## Exercise instructions
Set down each entry again exactly as written.

## Collected data
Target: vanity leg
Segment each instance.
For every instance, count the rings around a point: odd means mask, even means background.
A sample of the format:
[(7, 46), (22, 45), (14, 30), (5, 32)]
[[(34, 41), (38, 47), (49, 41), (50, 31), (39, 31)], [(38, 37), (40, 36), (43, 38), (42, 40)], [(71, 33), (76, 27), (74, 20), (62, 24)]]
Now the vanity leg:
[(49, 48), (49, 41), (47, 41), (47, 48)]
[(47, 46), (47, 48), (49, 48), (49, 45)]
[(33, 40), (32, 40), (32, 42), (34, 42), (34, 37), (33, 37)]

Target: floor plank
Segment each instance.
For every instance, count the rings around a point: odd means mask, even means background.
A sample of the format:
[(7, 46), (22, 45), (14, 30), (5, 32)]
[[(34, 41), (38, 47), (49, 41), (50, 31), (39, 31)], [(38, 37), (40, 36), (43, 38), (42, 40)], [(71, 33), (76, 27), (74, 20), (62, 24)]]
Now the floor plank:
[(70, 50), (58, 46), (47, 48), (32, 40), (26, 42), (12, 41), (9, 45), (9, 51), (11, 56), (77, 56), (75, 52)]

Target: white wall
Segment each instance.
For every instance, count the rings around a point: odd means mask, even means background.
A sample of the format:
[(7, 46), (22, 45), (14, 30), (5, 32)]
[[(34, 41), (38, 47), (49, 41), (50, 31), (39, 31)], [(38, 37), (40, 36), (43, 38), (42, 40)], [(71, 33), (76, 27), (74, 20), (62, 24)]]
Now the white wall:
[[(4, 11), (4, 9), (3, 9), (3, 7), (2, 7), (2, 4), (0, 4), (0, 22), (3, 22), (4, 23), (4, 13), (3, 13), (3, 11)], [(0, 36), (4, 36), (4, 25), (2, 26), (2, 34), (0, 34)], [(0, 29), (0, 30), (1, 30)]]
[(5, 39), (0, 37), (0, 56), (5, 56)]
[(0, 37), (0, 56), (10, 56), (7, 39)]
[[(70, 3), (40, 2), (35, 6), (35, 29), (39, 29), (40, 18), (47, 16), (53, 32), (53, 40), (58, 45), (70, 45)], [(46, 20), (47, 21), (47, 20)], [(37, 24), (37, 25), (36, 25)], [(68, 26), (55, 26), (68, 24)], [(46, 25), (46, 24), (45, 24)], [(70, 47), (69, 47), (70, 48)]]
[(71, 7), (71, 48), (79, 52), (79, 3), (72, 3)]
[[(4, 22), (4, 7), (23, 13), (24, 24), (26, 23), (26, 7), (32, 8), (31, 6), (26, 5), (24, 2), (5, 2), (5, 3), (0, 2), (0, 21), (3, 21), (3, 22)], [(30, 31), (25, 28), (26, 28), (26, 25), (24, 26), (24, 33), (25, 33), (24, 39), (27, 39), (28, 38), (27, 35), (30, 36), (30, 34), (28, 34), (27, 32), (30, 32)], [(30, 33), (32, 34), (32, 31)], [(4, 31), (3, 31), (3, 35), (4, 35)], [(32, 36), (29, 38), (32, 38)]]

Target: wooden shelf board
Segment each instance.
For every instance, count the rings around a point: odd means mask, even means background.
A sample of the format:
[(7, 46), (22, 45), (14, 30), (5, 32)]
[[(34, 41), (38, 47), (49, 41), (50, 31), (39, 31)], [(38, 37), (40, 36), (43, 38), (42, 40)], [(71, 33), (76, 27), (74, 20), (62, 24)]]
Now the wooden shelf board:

## Solution to the exercise
Target: vanity leg
Segment each instance.
For every instance, count the rings around a point: odd means mask, even means background.
A sample of the format:
[(7, 46), (22, 45), (14, 30), (5, 32)]
[[(34, 41), (38, 47), (49, 41), (50, 31), (39, 31)], [(38, 37), (40, 36), (43, 38), (42, 40)], [(71, 33), (76, 27), (74, 20), (62, 24)]]
Now the vanity leg:
[(49, 48), (49, 41), (47, 41), (47, 48)]
[(47, 46), (47, 48), (49, 48), (49, 45)]
[(33, 40), (32, 40), (32, 42), (34, 42), (34, 37), (33, 37)]

Target: floor plank
Segment each instance.
For every instance, count the rings around a point: odd means mask, even means background.
A sample of the format:
[(7, 46), (22, 45), (14, 30), (5, 32)]
[[(34, 41), (38, 47), (49, 41), (50, 31), (39, 31)], [(38, 37), (40, 36), (43, 38), (42, 40)], [(71, 33), (76, 27), (74, 20), (62, 24)]]
Now the floor plank:
[(70, 50), (58, 46), (47, 48), (32, 40), (26, 42), (12, 41), (9, 45), (9, 51), (11, 56), (77, 56), (75, 52)]

Target: white wall
Segment each instance.
For every instance, count the rings around a point: odd means mask, even means background.
A sample of the format:
[(7, 46), (22, 45), (14, 30), (5, 32)]
[[(34, 41), (38, 47), (49, 41), (50, 31), (39, 31)], [(38, 37), (40, 36), (43, 38), (42, 40)], [(71, 33), (76, 27), (74, 20), (62, 24)]]
Now the white wall:
[[(4, 11), (4, 9), (3, 9), (3, 7), (2, 7), (2, 4), (0, 4), (0, 22), (3, 22), (4, 23), (4, 13), (3, 13), (3, 11)], [(0, 36), (4, 36), (4, 25), (2, 26), (2, 34), (0, 34)], [(0, 29), (0, 30), (1, 30)]]
[(5, 39), (0, 37), (0, 56), (5, 56)]
[(0, 37), (0, 56), (10, 56), (7, 39)]
[[(70, 3), (40, 2), (35, 6), (35, 29), (39, 29), (40, 18), (47, 16), (53, 32), (53, 40), (58, 45), (70, 45)], [(46, 20), (47, 21), (47, 20)], [(37, 24), (37, 25), (36, 25)], [(68, 26), (55, 26), (68, 24)], [(46, 25), (46, 24), (45, 24)], [(70, 47), (69, 47), (70, 48)]]
[(71, 7), (71, 48), (79, 52), (79, 3), (72, 3)]
[[(4, 22), (4, 7), (23, 13), (24, 24), (26, 23), (26, 7), (32, 8), (31, 6), (26, 5), (24, 2), (5, 2), (5, 3), (0, 2), (0, 21), (3, 21), (3, 22)], [(30, 31), (25, 28), (26, 28), (26, 25), (24, 26), (24, 33), (25, 33), (24, 39), (27, 39), (28, 38), (27, 35), (30, 36), (30, 34), (28, 34), (27, 32), (30, 32)], [(30, 33), (32, 34), (32, 31)], [(4, 31), (3, 31), (3, 35), (4, 35)], [(32, 36), (29, 38), (32, 38)]]

Target: wooden shelf board
Segment each instance.
For every instance, count the rings around a point: odd means mask, even means background.
A sample of the format:
[(7, 46), (22, 45), (14, 30), (5, 32)]
[[(34, 41), (38, 47), (49, 41), (50, 31), (39, 31)], [(38, 37), (40, 36), (43, 38), (42, 40)], [(71, 33), (76, 27), (74, 20), (62, 24)]]
Now the wooden shelf board:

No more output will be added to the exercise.